◆ Task instructions: Copy out all of the data below, swapping "Markers" for "Locations" everywhere it occurs and leaving everything else as it is. Omit the pictures from your copy.

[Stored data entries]
+++++

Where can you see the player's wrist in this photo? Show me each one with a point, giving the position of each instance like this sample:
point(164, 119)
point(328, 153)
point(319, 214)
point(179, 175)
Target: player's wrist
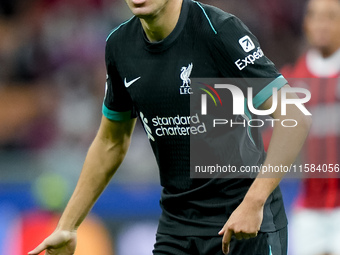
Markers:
point(254, 201)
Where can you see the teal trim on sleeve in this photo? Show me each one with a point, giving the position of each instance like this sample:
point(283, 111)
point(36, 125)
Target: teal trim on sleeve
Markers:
point(267, 91)
point(248, 118)
point(116, 116)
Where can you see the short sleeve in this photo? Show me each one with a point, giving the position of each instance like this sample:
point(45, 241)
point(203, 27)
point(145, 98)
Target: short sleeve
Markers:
point(240, 56)
point(117, 103)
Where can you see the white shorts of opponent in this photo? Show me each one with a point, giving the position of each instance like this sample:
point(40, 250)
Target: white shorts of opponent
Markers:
point(315, 232)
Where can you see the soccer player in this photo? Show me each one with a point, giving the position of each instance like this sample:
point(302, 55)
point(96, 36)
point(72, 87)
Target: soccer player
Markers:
point(150, 60)
point(315, 223)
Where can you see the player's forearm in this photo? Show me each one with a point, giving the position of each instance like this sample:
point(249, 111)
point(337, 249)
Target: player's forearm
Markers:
point(103, 159)
point(284, 147)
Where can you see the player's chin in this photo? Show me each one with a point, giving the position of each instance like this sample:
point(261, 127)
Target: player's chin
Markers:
point(142, 13)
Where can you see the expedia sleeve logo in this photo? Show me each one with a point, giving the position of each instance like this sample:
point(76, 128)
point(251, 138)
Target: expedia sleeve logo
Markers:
point(246, 44)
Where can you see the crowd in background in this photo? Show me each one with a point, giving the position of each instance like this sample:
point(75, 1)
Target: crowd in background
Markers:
point(52, 80)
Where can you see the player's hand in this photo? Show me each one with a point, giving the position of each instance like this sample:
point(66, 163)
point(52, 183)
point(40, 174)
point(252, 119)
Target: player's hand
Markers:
point(60, 242)
point(243, 223)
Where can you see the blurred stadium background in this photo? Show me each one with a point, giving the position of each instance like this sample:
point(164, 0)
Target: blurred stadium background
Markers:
point(52, 77)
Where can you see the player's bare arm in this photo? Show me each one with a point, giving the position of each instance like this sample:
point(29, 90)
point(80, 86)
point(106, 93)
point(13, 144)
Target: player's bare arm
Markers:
point(103, 159)
point(284, 147)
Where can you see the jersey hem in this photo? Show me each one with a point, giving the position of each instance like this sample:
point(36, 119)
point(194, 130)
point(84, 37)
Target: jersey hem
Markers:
point(116, 116)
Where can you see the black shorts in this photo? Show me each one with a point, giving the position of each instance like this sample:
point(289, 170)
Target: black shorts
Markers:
point(272, 243)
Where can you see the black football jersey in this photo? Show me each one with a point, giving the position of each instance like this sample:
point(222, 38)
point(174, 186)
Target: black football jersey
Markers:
point(152, 81)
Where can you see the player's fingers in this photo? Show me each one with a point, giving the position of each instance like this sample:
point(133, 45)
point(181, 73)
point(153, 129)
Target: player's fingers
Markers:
point(38, 249)
point(226, 240)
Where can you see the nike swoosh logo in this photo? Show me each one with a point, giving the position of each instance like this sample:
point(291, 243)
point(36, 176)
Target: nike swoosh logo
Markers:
point(128, 84)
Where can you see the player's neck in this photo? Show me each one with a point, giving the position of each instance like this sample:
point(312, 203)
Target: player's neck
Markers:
point(328, 52)
point(161, 25)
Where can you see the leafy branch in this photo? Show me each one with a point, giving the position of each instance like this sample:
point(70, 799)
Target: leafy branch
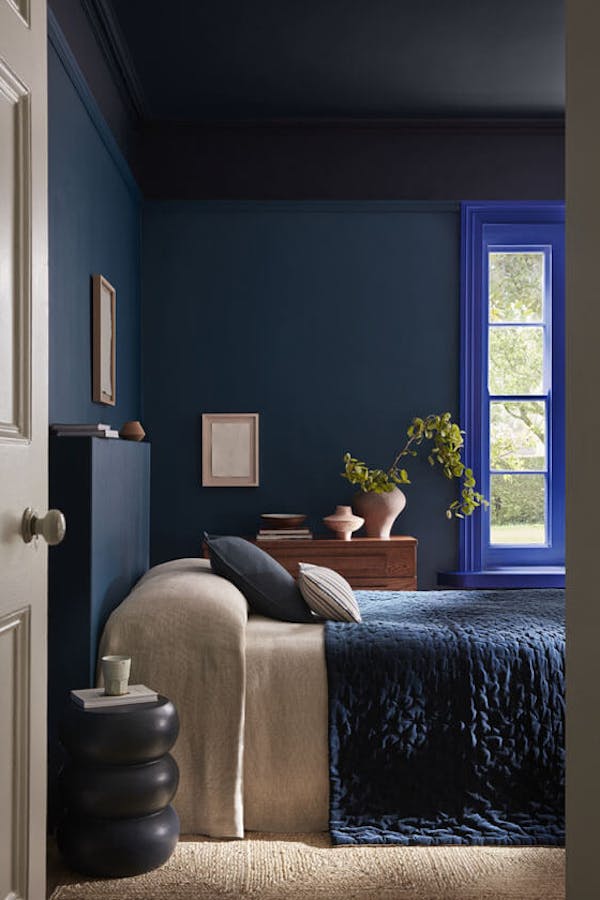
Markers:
point(447, 441)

+++++

◆ Result:
Where can you see the player's wrist in this photo? Show me each one with a point, giving the position of each instance like this sample:
point(164, 119)
point(328, 153)
point(319, 214)
point(179, 175)
Target: player's wrist
Locations:
point(254, 201)
Where can you see the teal trim on sleeve in this photo? Show me each one with a point, giving the position of each instance like this sample:
point(283, 111)
point(36, 125)
Target: teal trim on sleeve
Locations:
point(267, 91)
point(248, 118)
point(116, 116)
Where can you see the short sleeve in this photo? Show me each one with a point, giving the position of each instance like this sample:
point(45, 241)
point(203, 27)
point(145, 98)
Target: short sleeve
Locations:
point(240, 56)
point(117, 103)
Where can you see the white shorts of opponent in this photo? Show me each one with a point, giving the position of each instance like this sample:
point(40, 250)
Target: white shorts of opponent
Locations:
point(315, 232)
Where can you see the soccer player in this photo? Show me each one with a point, giving the position of each instance like this sample:
point(302, 55)
point(96, 36)
point(72, 87)
Target: soccer player
Locations:
point(150, 60)
point(315, 223)
Where can you see the player's forearm in this photo? Show me each one with a point, giving the position of each instance like this sample:
point(249, 111)
point(337, 249)
Target: player's forearm
Locations:
point(103, 159)
point(284, 147)
Where can you see the player's chin in this photo? Show me each one with a point, giving the position of each instance like this sample:
point(261, 127)
Target: player's chin
Locations:
point(142, 13)
Where can you see the expedia sleeve logo in this photo? Show me each one with a point, giving the position of each instance like this sample:
point(76, 128)
point(251, 138)
Target: expedia sleeve logo
Locations:
point(246, 44)
Where can you see the crowd in background in this photo? Show me each one with a point, giving the position of each instance like this sample:
point(75, 1)
Target: crowd in background
Locations:
point(52, 80)
Where can you see the player's hand in this photo? Show me each one with a point, giving the position of each instance like this sample:
point(66, 163)
point(52, 183)
point(40, 174)
point(252, 119)
Target: player's hand
Locations:
point(60, 242)
point(243, 223)
Where can you see the blurred stadium background in this photo? Show me each one with a point, giving the position of each instance like this sample:
point(164, 0)
Target: blurred stadium background
Locations:
point(52, 77)
Where can you see the player's bare arm in this photo? Show me each one with a point, giving the position of each instance like this sample:
point(29, 90)
point(80, 86)
point(106, 93)
point(13, 144)
Target: player's bare arm
Locations:
point(103, 159)
point(284, 147)
Where can you see the jersey hem in this photo? Show me each one with a point, giving the position of each instance like this sample:
point(36, 119)
point(194, 130)
point(84, 37)
Target: jersey hem
Locations:
point(116, 116)
Where can you see the black shorts in this photo? Show me each one with a point, giving the position of each instance like this sample:
point(289, 170)
Target: black shorts
Locations:
point(272, 243)
Where can you see the black football jersey in this photo? Show me each one with a point, giving the position of each instance like this sample:
point(222, 38)
point(174, 186)
Target: black football jersey
Locations:
point(152, 81)
Where can you see the player's fingers in this photo? Show me each one with a point, giving the position of each instance like this sample:
point(133, 45)
point(181, 73)
point(153, 129)
Target: player's fingers
Locations:
point(38, 249)
point(226, 240)
Where can you see the nike swoosh logo in this photo? Show me each one with a point, giving the position of each instance like this sample:
point(291, 243)
point(36, 176)
Target: nike swoosh logo
Locations:
point(128, 84)
Where can you see the player's neck in this photo? Show me each one with a point, giving the position of each instance like this sample:
point(312, 203)
Target: player's neck
Locations:
point(328, 52)
point(161, 25)
Where can you see the leafy branch in this photo? Show me each one with a point, giving the position of each instance like this sample:
point(70, 799)
Target: leafy branch
Locations:
point(447, 441)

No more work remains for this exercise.